[Point labeling dataset excerpts]
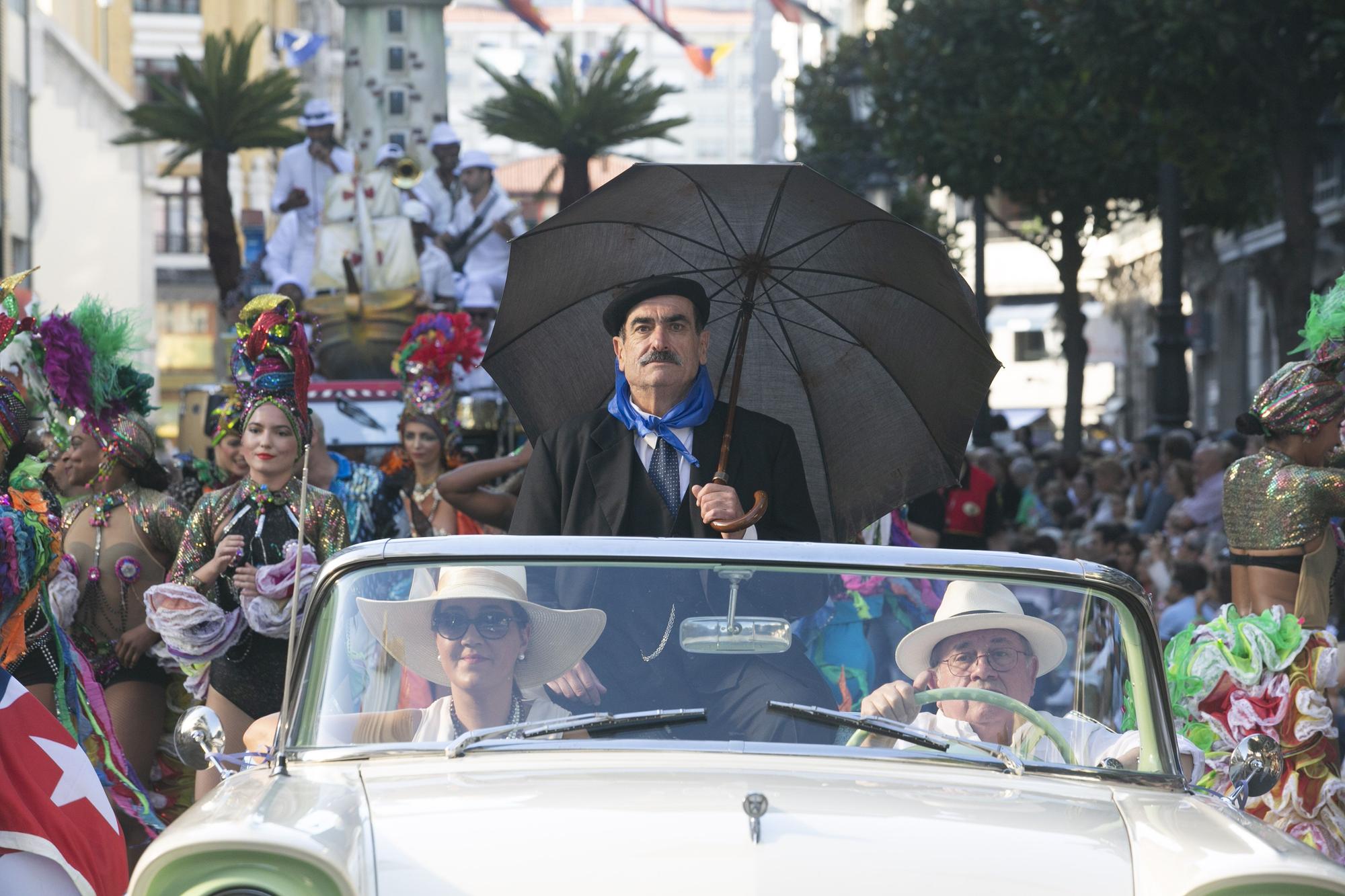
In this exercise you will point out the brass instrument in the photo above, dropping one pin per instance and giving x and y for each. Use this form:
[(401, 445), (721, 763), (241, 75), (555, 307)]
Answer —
[(407, 173)]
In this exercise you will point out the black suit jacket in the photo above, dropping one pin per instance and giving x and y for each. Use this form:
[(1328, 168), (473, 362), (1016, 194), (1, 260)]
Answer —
[(582, 477), (587, 479)]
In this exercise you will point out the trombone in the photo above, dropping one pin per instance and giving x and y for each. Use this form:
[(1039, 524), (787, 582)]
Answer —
[(407, 173)]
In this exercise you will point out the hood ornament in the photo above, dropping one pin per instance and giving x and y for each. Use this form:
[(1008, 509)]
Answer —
[(755, 806)]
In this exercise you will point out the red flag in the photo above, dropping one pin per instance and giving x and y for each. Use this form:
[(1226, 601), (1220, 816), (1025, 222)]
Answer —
[(54, 814)]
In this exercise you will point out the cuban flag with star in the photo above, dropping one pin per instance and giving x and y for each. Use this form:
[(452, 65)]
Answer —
[(59, 833)]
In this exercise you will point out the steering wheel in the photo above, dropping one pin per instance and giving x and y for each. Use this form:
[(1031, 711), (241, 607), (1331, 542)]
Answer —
[(995, 698)]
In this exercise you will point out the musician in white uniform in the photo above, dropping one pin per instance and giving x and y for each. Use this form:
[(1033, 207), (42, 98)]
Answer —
[(485, 221), (306, 167)]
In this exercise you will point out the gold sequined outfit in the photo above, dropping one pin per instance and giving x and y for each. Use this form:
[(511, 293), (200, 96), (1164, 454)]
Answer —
[(123, 542), (252, 676), (1269, 673)]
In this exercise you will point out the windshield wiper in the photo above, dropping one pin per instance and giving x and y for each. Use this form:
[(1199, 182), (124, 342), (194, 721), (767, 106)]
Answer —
[(890, 728), (590, 723)]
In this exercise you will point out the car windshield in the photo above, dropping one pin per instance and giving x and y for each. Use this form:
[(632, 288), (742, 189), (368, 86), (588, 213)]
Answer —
[(418, 655)]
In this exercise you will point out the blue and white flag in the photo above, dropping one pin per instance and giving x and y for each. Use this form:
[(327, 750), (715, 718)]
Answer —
[(301, 46)]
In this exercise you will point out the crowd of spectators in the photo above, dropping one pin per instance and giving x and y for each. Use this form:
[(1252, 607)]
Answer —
[(1152, 509)]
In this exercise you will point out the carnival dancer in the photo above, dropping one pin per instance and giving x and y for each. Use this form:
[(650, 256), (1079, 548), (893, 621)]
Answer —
[(239, 536), (424, 362), (224, 463), (1265, 663), (40, 596)]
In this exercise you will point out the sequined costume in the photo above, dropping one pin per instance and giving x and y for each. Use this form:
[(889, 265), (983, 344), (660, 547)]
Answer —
[(126, 538), (1269, 673), (252, 673)]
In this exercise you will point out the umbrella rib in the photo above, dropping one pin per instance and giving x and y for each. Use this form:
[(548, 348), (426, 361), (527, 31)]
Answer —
[(878, 283), (708, 200), (879, 361), (840, 227), (813, 412)]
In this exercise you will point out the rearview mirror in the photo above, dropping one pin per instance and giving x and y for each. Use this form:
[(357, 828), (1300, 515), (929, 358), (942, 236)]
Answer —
[(198, 736), (734, 634), (1254, 768)]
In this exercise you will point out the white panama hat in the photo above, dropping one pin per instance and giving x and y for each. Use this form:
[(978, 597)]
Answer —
[(318, 114), (560, 638), (443, 135), (976, 606)]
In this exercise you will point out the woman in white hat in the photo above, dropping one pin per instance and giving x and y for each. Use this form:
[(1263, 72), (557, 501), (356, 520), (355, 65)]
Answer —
[(478, 634), (481, 635)]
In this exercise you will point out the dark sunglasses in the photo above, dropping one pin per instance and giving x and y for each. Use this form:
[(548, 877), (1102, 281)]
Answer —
[(493, 624)]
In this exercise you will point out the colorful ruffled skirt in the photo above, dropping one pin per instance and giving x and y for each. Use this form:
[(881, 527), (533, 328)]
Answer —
[(1265, 674)]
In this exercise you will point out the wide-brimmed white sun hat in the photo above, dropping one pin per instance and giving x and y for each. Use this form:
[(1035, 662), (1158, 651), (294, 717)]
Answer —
[(318, 114), (559, 639), (976, 606)]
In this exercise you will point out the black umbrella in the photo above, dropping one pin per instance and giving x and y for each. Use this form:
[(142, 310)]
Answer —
[(860, 333)]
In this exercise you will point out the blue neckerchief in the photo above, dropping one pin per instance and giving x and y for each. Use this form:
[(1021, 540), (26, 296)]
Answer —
[(692, 411)]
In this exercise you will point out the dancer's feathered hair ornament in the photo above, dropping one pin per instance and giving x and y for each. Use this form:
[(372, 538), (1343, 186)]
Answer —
[(426, 360), (271, 361), (85, 357)]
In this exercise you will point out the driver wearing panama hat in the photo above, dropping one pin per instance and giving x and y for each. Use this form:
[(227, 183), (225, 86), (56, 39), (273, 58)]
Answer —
[(981, 638)]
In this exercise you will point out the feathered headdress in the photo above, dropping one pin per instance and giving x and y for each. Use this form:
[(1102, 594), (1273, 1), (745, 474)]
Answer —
[(1324, 331), (424, 362), (271, 361), (14, 411), (85, 357)]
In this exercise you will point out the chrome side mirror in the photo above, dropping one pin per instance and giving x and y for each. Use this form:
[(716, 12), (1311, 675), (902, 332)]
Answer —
[(1254, 768), (735, 634), (200, 739)]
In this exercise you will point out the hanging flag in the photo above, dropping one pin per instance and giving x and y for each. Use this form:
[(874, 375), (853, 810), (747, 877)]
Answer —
[(798, 13), (528, 13), (705, 58), (54, 815), (301, 46)]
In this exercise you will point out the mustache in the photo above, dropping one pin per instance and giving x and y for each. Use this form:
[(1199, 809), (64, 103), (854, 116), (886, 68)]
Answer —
[(658, 356)]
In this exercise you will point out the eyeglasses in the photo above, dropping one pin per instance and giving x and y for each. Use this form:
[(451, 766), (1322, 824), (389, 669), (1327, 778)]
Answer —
[(1000, 658), (493, 624)]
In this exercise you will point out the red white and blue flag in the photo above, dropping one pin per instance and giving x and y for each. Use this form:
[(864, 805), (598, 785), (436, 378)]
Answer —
[(798, 13), (657, 11), (57, 826)]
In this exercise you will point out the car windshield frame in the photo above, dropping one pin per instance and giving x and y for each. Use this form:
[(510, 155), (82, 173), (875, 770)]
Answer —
[(917, 563)]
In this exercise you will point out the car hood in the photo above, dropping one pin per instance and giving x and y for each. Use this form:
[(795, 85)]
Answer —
[(661, 821)]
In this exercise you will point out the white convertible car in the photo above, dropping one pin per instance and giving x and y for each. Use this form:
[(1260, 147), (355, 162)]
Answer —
[(716, 759)]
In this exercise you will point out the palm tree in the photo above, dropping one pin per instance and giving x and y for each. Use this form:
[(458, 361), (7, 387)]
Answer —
[(219, 111), (584, 116)]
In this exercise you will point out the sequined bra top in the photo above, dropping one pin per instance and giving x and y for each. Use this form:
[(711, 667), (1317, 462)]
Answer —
[(1272, 503)]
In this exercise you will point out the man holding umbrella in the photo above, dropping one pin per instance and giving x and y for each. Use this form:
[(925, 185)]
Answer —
[(642, 466)]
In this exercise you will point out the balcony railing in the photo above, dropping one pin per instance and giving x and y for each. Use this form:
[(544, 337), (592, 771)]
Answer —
[(178, 244)]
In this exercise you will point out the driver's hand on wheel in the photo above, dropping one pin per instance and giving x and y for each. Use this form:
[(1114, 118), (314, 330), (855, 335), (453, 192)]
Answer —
[(580, 684), (895, 701)]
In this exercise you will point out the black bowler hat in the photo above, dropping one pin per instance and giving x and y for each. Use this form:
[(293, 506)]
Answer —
[(617, 313)]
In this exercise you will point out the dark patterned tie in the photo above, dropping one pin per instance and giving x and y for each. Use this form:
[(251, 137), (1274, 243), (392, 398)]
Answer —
[(666, 477)]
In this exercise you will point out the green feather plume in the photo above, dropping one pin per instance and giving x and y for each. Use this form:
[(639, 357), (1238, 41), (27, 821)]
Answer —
[(111, 337), (1325, 325)]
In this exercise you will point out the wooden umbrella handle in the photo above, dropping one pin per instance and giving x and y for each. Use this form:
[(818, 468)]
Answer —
[(751, 518)]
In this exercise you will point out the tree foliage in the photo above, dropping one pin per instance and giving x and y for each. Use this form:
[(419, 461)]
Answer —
[(584, 115), (219, 112), (847, 149), (220, 107)]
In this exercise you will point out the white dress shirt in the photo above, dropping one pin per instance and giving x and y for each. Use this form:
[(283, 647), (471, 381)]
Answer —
[(1090, 741), (645, 447), (290, 253), (299, 169)]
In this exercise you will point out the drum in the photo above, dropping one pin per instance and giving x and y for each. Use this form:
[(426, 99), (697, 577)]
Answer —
[(361, 331), (478, 413)]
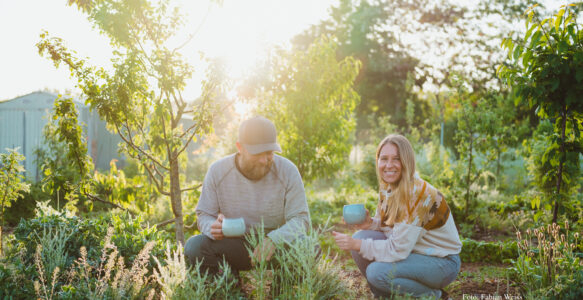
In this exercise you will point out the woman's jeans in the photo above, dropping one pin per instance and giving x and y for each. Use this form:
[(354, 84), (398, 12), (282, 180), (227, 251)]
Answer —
[(418, 275)]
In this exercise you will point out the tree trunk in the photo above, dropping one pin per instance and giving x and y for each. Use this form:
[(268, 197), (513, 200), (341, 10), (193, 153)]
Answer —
[(498, 154), (563, 156), (469, 175), (176, 197)]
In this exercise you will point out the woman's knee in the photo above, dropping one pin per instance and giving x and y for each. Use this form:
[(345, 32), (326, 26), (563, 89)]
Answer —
[(368, 234)]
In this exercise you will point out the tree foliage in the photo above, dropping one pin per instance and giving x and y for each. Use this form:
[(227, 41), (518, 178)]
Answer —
[(141, 99), (12, 182), (312, 100), (547, 73)]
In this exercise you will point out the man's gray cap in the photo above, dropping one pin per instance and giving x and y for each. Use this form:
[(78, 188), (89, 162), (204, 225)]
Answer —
[(258, 135)]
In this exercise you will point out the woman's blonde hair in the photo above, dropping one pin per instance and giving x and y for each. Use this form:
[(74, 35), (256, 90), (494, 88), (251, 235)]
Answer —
[(402, 192)]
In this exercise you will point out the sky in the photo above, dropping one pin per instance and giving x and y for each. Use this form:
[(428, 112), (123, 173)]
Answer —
[(239, 32)]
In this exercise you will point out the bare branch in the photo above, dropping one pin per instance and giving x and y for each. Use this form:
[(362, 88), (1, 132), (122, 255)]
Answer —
[(191, 188), (164, 223), (95, 198), (128, 140), (158, 184)]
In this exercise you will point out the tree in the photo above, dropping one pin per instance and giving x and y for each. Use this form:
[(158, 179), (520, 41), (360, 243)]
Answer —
[(312, 100), (547, 73), (12, 182), (62, 158), (361, 31), (141, 99)]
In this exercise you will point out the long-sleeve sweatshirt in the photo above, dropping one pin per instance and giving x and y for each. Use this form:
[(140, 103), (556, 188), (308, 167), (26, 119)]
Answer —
[(278, 199), (427, 227)]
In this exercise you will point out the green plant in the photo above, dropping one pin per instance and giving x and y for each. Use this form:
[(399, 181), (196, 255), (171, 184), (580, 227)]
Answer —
[(544, 172), (492, 252), (180, 282), (549, 268), (141, 99), (311, 100), (11, 182), (547, 72), (129, 234), (301, 270), (62, 175)]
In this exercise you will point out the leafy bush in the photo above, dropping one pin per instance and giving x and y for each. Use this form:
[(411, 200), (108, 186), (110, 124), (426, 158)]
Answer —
[(179, 282), (301, 270), (54, 248), (129, 235), (549, 268)]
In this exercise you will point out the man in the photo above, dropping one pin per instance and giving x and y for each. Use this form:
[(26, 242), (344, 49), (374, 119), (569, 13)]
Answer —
[(257, 185)]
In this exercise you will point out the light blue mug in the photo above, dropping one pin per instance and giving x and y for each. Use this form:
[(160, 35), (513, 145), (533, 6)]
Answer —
[(354, 214), (233, 227)]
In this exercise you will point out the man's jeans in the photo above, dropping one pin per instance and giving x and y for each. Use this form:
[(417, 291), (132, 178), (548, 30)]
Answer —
[(211, 253), (418, 275)]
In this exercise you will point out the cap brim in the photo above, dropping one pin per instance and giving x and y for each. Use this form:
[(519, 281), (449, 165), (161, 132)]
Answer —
[(256, 149)]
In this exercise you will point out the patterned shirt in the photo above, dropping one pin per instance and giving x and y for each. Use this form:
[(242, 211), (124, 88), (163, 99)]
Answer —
[(425, 226)]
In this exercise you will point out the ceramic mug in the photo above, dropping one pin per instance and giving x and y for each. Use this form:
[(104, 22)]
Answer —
[(233, 227), (354, 214)]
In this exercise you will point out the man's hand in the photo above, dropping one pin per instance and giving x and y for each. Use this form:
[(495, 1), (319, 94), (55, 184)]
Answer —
[(365, 225), (346, 242), (264, 250), (217, 228)]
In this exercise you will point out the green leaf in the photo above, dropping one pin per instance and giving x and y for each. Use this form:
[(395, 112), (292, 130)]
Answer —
[(535, 38), (559, 19), (563, 46), (579, 75), (556, 83), (517, 52)]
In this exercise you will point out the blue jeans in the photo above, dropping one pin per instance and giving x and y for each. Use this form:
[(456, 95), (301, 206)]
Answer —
[(418, 275)]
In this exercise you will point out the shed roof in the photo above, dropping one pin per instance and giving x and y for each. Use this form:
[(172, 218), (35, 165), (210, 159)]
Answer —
[(38, 99)]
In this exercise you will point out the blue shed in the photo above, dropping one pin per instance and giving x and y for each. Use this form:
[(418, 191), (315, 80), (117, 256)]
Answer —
[(22, 120)]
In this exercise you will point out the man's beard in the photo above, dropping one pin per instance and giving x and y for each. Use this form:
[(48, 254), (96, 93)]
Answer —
[(255, 171)]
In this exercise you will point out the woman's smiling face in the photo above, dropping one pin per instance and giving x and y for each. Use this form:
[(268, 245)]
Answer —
[(389, 164)]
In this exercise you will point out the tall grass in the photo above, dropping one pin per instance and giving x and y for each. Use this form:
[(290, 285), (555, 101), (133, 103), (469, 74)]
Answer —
[(548, 266), (107, 278), (178, 281), (300, 270)]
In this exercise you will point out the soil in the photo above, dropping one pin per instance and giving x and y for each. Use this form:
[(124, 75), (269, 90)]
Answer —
[(480, 287)]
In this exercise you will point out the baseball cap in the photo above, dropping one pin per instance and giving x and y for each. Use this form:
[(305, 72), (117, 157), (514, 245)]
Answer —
[(258, 135)]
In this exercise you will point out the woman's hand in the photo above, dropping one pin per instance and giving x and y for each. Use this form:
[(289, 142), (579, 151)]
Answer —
[(365, 225), (346, 242), (217, 228)]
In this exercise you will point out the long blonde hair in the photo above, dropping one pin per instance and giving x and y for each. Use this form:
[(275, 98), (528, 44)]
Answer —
[(401, 194)]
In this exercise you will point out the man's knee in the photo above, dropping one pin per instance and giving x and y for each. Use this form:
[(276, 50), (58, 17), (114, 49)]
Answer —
[(194, 247), (379, 275)]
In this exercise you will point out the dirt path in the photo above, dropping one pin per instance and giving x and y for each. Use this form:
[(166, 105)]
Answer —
[(475, 279)]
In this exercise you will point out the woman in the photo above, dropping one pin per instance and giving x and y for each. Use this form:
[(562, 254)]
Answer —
[(411, 245)]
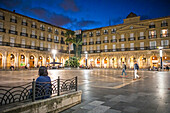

▶ **YOUR GOAL**: Rewrite the material from the line containing "In this exercise you will point out the hanging" through the line containing "[(917, 563)]", substituting "beard" for "mustache" and leaving everything else unchanged. Output only those lines.

▶ **ANSWER TO THE EXERCISE**:
In this exercise you will point out the hanging flag in the photo above, dropping one pin per instance and giving x and y for each. Use this form:
[(874, 375), (853, 810), (747, 877)]
Answer —
[(798, 13), (528, 13), (705, 58), (54, 815), (301, 46)]
In this exercise you will point out the beard in the photo above, dropping one pin per instance and giving x and y for each. Use this form:
[(1199, 809), (64, 103), (854, 116), (886, 68)]
Answer —
[(658, 356)]
In this exercise you will point out the eyeglasses in the photo above, dropping one pin per instance and giving x and y for each. Use this form:
[(451, 766), (1322, 824), (389, 669), (1327, 778)]
Answer —
[(1000, 658), (493, 624)]
In this exercise you will point out the red white and blue flag in the photo above, dropping one pin per instance and giving x and y for each. Use this form:
[(864, 805), (598, 785), (436, 378)]
Answer —
[(798, 13), (657, 11), (57, 826)]
In this exercise you will point out the car windshield frame in the photo above, dropping one pin per instance and giving x and y for each. Use this form:
[(510, 155), (82, 173), (875, 770)]
Answer —
[(917, 563)]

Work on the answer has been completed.